### Material provided

^^^^^^^^

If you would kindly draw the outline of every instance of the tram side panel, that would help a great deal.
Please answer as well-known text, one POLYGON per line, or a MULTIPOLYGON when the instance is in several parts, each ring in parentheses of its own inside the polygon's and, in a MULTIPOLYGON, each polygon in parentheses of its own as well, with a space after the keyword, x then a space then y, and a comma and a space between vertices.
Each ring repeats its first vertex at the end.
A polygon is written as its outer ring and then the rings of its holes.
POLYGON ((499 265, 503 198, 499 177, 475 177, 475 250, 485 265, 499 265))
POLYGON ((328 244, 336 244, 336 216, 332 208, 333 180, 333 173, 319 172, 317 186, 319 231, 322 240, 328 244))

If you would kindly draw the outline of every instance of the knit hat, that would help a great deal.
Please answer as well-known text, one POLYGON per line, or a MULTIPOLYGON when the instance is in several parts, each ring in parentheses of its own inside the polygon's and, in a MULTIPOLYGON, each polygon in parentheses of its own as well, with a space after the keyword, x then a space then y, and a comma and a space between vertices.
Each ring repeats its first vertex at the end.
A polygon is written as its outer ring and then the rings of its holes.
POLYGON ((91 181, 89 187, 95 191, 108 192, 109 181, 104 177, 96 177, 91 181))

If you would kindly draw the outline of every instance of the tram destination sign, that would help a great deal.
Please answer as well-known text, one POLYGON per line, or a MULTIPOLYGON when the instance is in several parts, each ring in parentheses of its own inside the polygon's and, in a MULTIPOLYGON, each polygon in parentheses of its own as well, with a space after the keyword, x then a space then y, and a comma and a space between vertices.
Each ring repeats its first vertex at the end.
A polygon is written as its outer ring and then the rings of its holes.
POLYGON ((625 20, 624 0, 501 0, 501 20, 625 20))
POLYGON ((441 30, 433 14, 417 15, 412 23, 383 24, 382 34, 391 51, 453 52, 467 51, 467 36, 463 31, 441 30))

^^^^^^^^

### Problem details
Would you copy out all the entries above without changing a single character?

### Final answer
If you would kindly draw the outline of every instance of the tram side panel, that would help a great deal.
Please answer as well-known text, one POLYGON per line, or a MULTIPOLYGON when the instance is in several parts, each ring in parentheses of its own inside the polygon's and, in a MULTIPOLYGON, each polygon in parentheses of its own as well, with a space after the keyword, x then a space then y, and a comma and a space between vertices.
Each ring repeats its first vertex at the end.
A polygon is written as its outer ring and then the rings of its holes.
POLYGON ((499 265, 503 198, 499 177, 475 177, 475 250, 485 265, 499 265))
POLYGON ((328 244, 336 244, 336 216, 332 208, 333 180, 333 173, 319 172, 317 186, 319 231, 322 240, 328 244))

If you would kindly draw the outline of every instance of the knit hat, that would help a great deal.
Please answer as well-known text, one POLYGON per line, or a MULTIPOLYGON when the instance is in several parts, each ring in parentheses of its own inside the polygon's and, in a MULTIPOLYGON, each polygon in parentheses of its own as well, with a space after the keyword, x then a space then y, and a comma and a space between vertices.
Each ring repeats its first vertex at the end.
A polygon is written as its outer ring and then the rings of its holes.
POLYGON ((91 181, 89 187, 95 191, 108 192, 109 181, 104 177, 96 177, 91 181))

If you would kindly draw the outline of every instance of the tram destination sign, that would help a great deal.
Please answer as well-known text, one POLYGON per line, or a MULTIPOLYGON when the instance is in several parts, each ring in parentheses of its own inside the polygon's and, in a MULTIPOLYGON, each polygon in parentheses of its own as well, with a space after the keyword, x then a space then y, and a comma and a space between vertices.
Each ring repeats its first vertex at the end.
A polygon is written as its outer ring and then the rings of its holes.
POLYGON ((625 20, 624 0, 501 0, 501 20, 625 20))
POLYGON ((441 30, 433 14, 417 15, 412 23, 383 24, 382 34, 391 51, 453 52, 467 51, 467 36, 463 31, 441 30))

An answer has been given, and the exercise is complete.